• PROBLEMA BREVE: ¿Puedes copiar de nuevo las líneas que van desde la que contiene "Given the photo above, point to the rearing" hasta la última, ambas incluidas, cambiando "mud" por "sand" y dejando todo lo demás igual?

• LOS DATOS:
***

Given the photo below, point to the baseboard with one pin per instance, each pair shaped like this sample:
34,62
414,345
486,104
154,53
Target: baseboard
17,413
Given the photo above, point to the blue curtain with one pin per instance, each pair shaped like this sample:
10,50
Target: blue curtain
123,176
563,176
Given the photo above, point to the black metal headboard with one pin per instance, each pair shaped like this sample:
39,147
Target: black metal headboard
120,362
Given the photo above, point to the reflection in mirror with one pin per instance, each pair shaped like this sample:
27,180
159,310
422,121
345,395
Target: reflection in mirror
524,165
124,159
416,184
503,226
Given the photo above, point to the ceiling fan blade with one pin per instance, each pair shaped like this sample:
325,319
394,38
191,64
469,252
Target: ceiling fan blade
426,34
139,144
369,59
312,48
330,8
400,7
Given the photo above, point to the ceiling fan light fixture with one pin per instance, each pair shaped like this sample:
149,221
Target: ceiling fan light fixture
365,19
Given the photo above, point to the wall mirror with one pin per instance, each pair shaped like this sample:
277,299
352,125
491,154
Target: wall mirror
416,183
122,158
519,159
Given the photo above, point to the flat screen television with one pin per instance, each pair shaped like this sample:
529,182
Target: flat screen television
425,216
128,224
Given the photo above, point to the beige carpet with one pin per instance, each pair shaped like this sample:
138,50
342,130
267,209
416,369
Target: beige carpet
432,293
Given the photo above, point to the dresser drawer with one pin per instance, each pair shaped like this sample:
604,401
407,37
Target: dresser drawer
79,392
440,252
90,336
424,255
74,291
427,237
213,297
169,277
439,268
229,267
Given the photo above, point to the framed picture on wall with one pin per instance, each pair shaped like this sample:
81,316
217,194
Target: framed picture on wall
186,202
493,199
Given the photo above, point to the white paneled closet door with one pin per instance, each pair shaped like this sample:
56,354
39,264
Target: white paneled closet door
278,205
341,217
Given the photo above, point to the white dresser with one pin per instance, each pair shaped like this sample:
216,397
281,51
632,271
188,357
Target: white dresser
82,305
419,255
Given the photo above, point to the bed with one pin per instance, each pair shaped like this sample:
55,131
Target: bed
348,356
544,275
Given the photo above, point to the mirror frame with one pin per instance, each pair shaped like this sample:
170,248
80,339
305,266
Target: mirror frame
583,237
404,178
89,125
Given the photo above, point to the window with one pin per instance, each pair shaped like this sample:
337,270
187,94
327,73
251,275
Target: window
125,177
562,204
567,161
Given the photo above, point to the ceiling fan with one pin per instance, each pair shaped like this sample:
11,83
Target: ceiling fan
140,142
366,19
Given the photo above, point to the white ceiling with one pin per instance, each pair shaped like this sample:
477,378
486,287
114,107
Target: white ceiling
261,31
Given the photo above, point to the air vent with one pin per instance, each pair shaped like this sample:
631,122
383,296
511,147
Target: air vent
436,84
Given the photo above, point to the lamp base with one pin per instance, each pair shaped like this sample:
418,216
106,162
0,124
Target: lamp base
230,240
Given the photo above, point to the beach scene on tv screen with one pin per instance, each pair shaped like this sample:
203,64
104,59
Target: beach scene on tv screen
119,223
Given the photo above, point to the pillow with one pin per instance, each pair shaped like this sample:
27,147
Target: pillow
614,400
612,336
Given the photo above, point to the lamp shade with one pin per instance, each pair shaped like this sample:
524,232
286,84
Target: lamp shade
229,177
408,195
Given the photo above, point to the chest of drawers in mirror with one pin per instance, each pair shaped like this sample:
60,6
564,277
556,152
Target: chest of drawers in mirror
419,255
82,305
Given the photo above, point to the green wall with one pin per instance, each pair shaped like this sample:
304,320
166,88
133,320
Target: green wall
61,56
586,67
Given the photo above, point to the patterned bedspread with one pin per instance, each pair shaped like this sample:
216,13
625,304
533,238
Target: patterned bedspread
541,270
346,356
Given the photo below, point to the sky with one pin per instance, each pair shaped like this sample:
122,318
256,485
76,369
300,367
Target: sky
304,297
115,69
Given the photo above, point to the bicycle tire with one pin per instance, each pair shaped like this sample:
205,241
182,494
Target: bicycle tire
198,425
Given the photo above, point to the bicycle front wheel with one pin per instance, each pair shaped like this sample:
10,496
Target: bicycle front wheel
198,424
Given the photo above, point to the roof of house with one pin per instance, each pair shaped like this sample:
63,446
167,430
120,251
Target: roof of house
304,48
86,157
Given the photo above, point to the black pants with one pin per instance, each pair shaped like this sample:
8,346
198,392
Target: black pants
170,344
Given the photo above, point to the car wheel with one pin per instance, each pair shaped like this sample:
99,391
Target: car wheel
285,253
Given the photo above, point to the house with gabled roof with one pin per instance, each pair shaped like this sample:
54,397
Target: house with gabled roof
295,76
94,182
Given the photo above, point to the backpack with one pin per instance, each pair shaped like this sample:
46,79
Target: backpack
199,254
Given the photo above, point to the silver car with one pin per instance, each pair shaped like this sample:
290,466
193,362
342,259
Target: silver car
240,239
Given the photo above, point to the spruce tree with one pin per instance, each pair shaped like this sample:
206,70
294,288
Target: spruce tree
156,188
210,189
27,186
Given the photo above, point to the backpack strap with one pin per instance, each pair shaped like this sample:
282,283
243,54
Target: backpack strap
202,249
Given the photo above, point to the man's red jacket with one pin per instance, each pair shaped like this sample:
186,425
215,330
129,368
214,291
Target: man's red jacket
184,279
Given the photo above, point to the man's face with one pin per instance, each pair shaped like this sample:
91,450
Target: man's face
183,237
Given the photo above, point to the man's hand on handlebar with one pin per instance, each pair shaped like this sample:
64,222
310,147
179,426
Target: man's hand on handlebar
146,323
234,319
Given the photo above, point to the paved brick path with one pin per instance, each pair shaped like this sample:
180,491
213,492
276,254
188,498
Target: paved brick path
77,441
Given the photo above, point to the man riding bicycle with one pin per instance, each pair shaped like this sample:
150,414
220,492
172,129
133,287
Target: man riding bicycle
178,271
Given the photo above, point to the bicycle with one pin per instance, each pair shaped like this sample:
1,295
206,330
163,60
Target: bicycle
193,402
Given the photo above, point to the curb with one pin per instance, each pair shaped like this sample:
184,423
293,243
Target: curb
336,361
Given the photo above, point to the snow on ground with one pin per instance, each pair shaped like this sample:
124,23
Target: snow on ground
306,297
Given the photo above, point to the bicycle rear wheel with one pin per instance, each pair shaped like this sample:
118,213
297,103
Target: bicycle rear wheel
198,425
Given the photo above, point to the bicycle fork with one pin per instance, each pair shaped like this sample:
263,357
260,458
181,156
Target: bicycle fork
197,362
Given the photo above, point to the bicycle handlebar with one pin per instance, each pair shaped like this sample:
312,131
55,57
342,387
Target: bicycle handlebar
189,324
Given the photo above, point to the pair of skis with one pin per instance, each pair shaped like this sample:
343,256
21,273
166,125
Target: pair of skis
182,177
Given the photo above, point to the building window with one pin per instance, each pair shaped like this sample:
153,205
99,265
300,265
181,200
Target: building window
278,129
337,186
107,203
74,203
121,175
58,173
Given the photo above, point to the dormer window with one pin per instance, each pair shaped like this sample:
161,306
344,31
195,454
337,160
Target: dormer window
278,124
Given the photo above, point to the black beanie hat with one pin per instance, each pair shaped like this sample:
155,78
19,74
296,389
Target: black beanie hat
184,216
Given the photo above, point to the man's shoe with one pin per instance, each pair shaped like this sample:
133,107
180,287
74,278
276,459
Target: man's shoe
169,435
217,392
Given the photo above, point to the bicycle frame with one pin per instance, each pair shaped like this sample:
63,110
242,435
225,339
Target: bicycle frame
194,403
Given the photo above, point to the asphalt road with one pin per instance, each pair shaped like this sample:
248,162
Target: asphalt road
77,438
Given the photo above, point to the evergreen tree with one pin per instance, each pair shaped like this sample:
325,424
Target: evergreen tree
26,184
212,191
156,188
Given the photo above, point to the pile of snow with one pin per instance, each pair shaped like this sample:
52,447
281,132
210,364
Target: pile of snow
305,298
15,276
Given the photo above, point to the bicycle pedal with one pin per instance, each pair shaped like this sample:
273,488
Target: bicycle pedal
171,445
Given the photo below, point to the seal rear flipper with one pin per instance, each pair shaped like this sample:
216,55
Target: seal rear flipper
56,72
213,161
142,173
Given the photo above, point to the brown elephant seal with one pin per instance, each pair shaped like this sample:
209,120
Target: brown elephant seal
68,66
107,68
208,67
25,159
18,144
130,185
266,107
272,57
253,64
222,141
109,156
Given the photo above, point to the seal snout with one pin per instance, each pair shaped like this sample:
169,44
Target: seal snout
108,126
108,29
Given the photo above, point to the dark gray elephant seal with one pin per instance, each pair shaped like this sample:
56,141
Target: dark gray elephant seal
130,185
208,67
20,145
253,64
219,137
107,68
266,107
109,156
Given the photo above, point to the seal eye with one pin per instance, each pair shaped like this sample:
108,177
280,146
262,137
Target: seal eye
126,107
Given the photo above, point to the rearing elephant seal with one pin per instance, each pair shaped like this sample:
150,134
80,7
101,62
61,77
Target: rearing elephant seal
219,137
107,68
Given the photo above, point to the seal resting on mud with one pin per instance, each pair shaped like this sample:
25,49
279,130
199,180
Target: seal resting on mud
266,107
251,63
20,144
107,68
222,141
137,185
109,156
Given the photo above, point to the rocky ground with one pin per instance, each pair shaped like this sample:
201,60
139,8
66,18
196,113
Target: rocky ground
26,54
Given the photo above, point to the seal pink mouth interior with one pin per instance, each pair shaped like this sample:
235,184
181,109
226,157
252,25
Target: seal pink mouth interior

***

• LA RESPUESTA:
Given the photo above, point to the rearing elephant seal with one pin per instance, each pair shaped like this sample:
150,134
80,7
101,62
61,77
Target: rearing elephant seal
219,137
107,68
Given the photo above, point to the seal resting on sand with one pin per instance, each pair shaped like this sample:
25,49
279,130
199,180
Target: seal resting on sand
266,107
251,63
20,144
107,68
222,141
137,185
109,156
Given the photo above, point to the rocky ground with one pin per instance, each pair shaped like this sample:
201,60
139,8
66,18
196,113
Target: rocky ground
26,54
Given the photo above, point to the seal pink mouth interior with one pin per instance, each pair shaped like this sample:
235,184
181,109
226,157
252,25
Target: seal pink mouth interior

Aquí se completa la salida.